> _DOCUMENT SEGMENT_:
________________

🤖 AI Summary
This work addresses the challenge of effectively erasing undesirable concepts from flow-matching-based text-to-image and text-to-video diffusion models built upon Transformer architectures, without compromising generation quality. The authors formulate concept erasure as a constrained multi-objective optimization problem that balances removal efficacy with generative fidelity. They propose a novel forgetting strategy integrating implicit gradient surgery, LoRA-based efficient fine-tuning, and attention regularization, complemented by an anchor-propagation mechanism to consistently propagate erasure effects across spatial and temporal dimensions. As the first unified framework supporting both image and video diffusion models, the method achieves state-of-the-art performance across multiple benchmarks, significantly outperforming existing approaches in erasure effectiveness, generation fidelity, and temporal consistency.
📝 Abstract
Removing undesired concepts from large-scale text-to-image (T2I) and text-to-video (T2V) diffusion models while preserving overall generative quality remains a major challenge, particularly as modern models such as Stable Diffusion v3, Flux, and OpenSora employ flow-matching and transformer-based architectures and extend to long-horizon video generation. Existing concept erasure methods, designed for earlier T2I/T2V models, often fail to generalize to these paradigms. To address this issue, we propose EraseAnything++, a unified framework for concept erasure in both image and video diffusion models with flow-matching objectives. Central to our approach is formulating concept erasure as a constrained multi-objective optimization problem that explicitly balances concept removal with preservation of generative utility. To solve the resulting conflicting objectives, we introduce an efficient utility-preserving unlearning strategy based on implicit gradient surgery. Furthermore, by integrating LoRA-based parameter tuning with attention-level regularization, our method anchors erasure on key visual representations and propagates it consistently across spatial and temporal dimensions. In the video setting, we further enhance consistency through an anchor-and-propagate mechanism that initializes erasure on reference frames and enforces it throughout subsequent transformer layers, thereby mitigating temporal drift. Extensive experiments on both image and video benchmarks demonstrate that EraseAnything++ substantially outperforms prior methods in erasure effectiveness, generative fidelity, and temporal consistency, establishing a new state of the art for concept erasure in next-generation diffusion models.

________________

> _RECORDED DATA_:
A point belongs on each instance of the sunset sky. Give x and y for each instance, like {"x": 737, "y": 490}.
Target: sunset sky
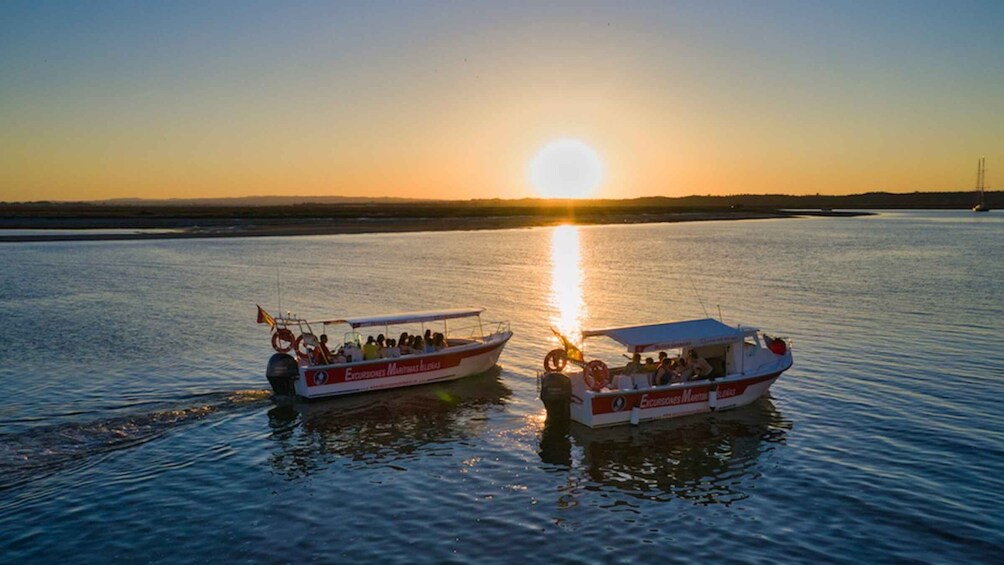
{"x": 454, "y": 99}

________________

> _WHAT IS REQUIRED_:
Decide whether each statement agrees with the concept-erasure text, answering yes or no and quoting the text's deciding words: 1. The method is presented as the first unified framework for both image and video diffusion models. 2. In the video setting, erasure is first initialized on reference frames. 3. Existing concept erasure methods were designed for flow-matching models such as Flux.

> _FINISHED EXERCISE_:
1. Yes: "As the first unified framework supporting both image and video diffusion models"
2. Yes: "an anchor-and-propagate mechanism that initializes erasure on reference frames"
3. No: "Existing concept erasure methods, designed for earlier T2I/T2V models, often fail to generalize to these paradigms."